- SHORT TASK A -
In the passage about Moh Youn Sook, what was her pen name?
- SHORT TASK B -
Print the passage about Moh Youn Sook from "Moh Youn Sook (March" up to and including "little known abroad.".
## Begin GIVEN PASSAGE
Moh Youn Sook (March 5, 1910 – June 7, 1990; Korean: 모윤숙) is a well known Korean female poet.

Life
While young she belonged to a circle of friends which also included the alleged secret agent Kim Soo-im. Though Moh is a focus of great popular admiration and critical inquiry in the Korean-speaking world, she and her work are little known abroad.

Moh Youn Sook's pen name was Yeongun. She was born in Wonsan, Hamgyeongnam-do, on March 5, 1910. She attended Hamheung Yeongsaeng Girls' School, Hosudon Girls' School, and graduated from Ewha Technical College, majoring in Literature. She taught at Jiando Myeongsin and Baewha Girls' High schools, and was a reporter for Samcheollisa and Joongang Broadcasting Company. In 1940, she was detained at Gyeonggi-do Police Station for writing the poems "Joseonui ttal" and "I saengmyeong". After Korea gained independence from Japan, she remained active not only in literature but also in various other fields. Moh participated in the 1948 UN General Assembly as a representative of Korea; she also attended the 1954 establishment of the Korean Division of the International Pen Club, consecutively filling various posts. She served as committee chairwoman of the Korean Freedom Literary Association, head committee member of All Literature, committee chairwoman of Korean Division of International Pen Club, committee vice-chairwoman for the International Pen Club, and president of Korea's Contemporary Poetry Association.  She died on June 7, 1990.
## End GIVEN PASSAGE
## Begin SUPPLIED ENTRIES
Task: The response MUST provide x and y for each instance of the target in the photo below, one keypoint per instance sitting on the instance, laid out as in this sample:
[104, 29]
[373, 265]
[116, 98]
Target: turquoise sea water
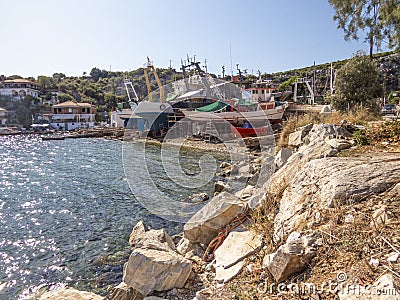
[66, 212]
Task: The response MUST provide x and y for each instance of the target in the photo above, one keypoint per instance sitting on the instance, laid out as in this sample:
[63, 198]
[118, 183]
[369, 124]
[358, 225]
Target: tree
[357, 82]
[45, 83]
[378, 19]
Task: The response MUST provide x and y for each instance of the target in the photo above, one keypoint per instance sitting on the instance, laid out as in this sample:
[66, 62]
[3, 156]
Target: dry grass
[358, 115]
[351, 237]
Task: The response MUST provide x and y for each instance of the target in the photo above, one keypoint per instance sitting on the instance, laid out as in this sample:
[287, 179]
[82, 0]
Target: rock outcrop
[204, 225]
[292, 257]
[153, 264]
[150, 270]
[229, 257]
[324, 183]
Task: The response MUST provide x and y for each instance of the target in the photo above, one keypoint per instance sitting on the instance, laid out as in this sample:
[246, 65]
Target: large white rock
[69, 294]
[204, 225]
[282, 156]
[150, 270]
[292, 257]
[296, 138]
[229, 257]
[322, 183]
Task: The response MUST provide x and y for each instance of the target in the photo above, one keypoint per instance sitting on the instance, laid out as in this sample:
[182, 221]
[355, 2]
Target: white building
[17, 89]
[70, 115]
[3, 117]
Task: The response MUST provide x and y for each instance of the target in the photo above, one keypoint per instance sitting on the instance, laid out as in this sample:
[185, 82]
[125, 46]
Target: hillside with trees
[105, 89]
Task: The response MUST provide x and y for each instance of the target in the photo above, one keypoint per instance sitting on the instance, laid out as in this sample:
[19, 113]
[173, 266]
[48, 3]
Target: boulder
## End SUPPLIED ENTRIES
- EXPECTED ANSWER A -
Yeongun

- EXPECTED ANSWER B -
Moh Youn Sook (March 5, 1910 – June 7, 1990; Korean: 모윤숙) is a well known Korean female poet.

Life
While young she belonged to a circle of friends which also included the alleged secret agent Kim Soo-im. Though Moh is a focus of great popular admiration and critical inquiry in the Korean-speaking world, she and her work are little known abroad.